EXERCISE PASSAGE
Human Tissue Authority

The regulator for human tissue and organs

Collection, transport and safety

Collection

How is the cord blood collected? 
The umbilical cord is clamped and cut in the same manner as it would be for normal delivery of the baby. Blood is then drawn from the umbilical cord into a cord blood collection bag. By law, anyone collecting cord blood must be appropriately trained and working under the authority of an HTA licence. The premises where the cord blood is collected must be risk assessed by a trained individual as fit for purpose and this assessment must be documented.

How soon after collection should the cord blood be stored?
For optimal viability it is recommend that the cord blood is stored as soon as possible following collection, and certainly within 72 hours. (NetCord-FACT 2013). Minimising time between the birth and cryopreservation (storage) is important to maintaining the quality of the cord blood unit.

Who is legally allowed to collect cord blood?
Since 5 July 2008, any person collecting cord blood must be acting under the authority of an HTA licence. The main responsibility for complying with HTA requirements lies with licensed establishments and organisations acting on their behalf. However, it is also important for parents to be familiar with this legal requirement so that they do not unknowingly allow collection by an unauthorised person. It would be unlawful for an unauthorised midwife or birthing partner to undertake the collection.

What happens to a cord blood unit that is collected unlawfully?
Licensed establishments are required to report all instances of unlawful cord blood collection to the HTA. Using an unauthorised person to collect cord blood may lead to contamination of the cord blood or inadequate collection. The HTA can require the disposal of any unlawfully collected cord blood.

Transport

What are the requirements for the transportation and storage of cord blood?
Cord blood banks should ensure that critical transport conditions such as temperature and time limits are defined, validated and maintained to preserve the quality and safety of tissues and cells, and that only packaging and containers that have been validated as being fit for purpose are used.

Safety

Is the cord blood screened for infectious diseases?
By law, donors of umbilical cord blood (the mother) must be screened and tested for evidence of infection with certain transmissible diseases.

The donor screening process typically involves the mother answering a series of health and lifestyle questions, designed to determine which tests are needed. A sample of the mother’s blood is then taken after the birth. Usually, this is at an appropriate time on the same day as the birth, but if that is not possible then the mother’s blood sample must be taken for testing within seven days after she has given birth.

Certain tests are mandatory for all donors. Diseases that must be tested for include: Human Immunodeficiency Virus (HIV), Hepatitis viruses B and C (HBV, HCV) and Syphilis. In certain circumstances, other tests such as Human T-lymphotropic virus Type I (HTLV-I) testing may be required, depending on the information provided during the donor screening process.

GIVEN INFORMATION
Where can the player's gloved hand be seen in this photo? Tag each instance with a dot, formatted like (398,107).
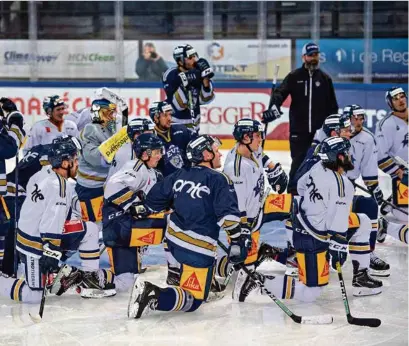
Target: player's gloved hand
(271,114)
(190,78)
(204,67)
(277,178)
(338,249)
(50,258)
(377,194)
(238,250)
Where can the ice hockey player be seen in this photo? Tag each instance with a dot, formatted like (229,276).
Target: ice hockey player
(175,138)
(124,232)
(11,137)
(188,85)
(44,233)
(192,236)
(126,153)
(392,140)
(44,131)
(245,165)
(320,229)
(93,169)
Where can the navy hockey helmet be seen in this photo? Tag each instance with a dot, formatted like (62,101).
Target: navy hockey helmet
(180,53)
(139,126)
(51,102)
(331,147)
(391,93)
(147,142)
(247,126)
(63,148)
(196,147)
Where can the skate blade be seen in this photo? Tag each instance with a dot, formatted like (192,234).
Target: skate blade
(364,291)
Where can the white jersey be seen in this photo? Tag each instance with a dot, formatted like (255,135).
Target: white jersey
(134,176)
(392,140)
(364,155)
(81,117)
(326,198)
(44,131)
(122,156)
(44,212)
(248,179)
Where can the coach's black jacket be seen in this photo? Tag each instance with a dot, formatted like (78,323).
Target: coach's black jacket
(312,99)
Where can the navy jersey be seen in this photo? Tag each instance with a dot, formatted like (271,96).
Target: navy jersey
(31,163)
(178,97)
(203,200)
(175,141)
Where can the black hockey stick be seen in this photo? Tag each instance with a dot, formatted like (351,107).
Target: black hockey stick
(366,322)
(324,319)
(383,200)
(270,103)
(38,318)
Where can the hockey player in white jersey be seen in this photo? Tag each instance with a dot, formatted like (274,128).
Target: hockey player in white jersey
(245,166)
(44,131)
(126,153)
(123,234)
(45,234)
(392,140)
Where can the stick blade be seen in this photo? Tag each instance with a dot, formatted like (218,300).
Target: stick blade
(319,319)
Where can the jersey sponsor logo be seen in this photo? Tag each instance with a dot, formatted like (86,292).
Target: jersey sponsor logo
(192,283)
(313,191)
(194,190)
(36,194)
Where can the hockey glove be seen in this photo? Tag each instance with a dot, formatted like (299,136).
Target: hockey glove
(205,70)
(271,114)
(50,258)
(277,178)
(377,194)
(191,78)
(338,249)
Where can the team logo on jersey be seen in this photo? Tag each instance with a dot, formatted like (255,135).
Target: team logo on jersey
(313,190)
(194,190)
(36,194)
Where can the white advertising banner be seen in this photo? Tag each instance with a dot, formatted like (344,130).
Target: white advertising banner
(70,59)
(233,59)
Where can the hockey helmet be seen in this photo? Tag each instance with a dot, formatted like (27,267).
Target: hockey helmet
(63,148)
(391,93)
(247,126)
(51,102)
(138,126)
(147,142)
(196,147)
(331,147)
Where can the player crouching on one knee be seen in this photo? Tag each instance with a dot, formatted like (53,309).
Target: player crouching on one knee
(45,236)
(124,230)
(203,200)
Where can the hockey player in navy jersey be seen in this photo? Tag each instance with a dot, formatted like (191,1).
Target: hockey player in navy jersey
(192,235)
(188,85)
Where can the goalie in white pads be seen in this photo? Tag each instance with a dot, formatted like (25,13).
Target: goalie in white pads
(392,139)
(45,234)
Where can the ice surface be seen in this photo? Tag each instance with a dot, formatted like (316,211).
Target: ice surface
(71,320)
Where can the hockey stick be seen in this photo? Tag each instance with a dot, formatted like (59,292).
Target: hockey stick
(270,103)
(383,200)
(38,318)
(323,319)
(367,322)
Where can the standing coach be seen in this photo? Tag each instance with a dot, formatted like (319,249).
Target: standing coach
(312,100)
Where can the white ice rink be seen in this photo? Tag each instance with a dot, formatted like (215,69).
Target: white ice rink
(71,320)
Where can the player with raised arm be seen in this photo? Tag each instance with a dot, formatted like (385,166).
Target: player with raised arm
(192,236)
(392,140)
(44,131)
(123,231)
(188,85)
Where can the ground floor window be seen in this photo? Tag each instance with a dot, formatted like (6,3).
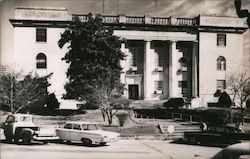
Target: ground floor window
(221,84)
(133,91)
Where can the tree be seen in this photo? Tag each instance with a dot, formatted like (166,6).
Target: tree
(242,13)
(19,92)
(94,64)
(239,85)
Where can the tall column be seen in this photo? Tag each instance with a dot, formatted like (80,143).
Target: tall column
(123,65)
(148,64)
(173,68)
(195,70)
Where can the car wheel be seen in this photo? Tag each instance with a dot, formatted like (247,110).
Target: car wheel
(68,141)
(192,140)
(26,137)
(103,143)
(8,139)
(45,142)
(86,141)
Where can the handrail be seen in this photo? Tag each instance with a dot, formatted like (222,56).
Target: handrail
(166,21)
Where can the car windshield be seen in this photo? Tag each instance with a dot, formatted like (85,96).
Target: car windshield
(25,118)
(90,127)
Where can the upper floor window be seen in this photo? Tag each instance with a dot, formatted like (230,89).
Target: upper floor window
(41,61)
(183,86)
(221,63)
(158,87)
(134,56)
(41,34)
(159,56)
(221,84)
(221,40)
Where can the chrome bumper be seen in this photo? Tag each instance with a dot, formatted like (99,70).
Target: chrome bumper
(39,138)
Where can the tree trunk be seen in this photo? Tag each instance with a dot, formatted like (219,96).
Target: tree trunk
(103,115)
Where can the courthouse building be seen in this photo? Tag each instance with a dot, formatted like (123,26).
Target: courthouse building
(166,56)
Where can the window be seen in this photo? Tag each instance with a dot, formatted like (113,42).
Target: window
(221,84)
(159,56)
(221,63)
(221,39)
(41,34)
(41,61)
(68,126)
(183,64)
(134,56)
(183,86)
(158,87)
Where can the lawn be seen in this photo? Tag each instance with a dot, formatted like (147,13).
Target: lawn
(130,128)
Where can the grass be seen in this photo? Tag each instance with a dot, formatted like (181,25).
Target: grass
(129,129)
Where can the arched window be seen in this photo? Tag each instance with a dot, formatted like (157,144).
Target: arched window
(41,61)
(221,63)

ASSIGNED TASK
Repeat the cord blood page word for word from "What are the" to "certain transmissible diseases.". The data has nothing to do with the cord blood page.

ANSWER SPACE
What are the requirements for the transportation and storage of cord blood?
Cord blood banks should ensure that critical transport conditions such as temperature and time limits are defined, validated and maintained to preserve the quality and safety of tissues and cells, and that only packaging and containers that have been validated as being fit for purpose are used.

Safety

Is the cord blood screened for infectious diseases?
By law, donors of umbilical cord blood (the mother) must be screened and tested for evidence of infection with certain transmissible diseases.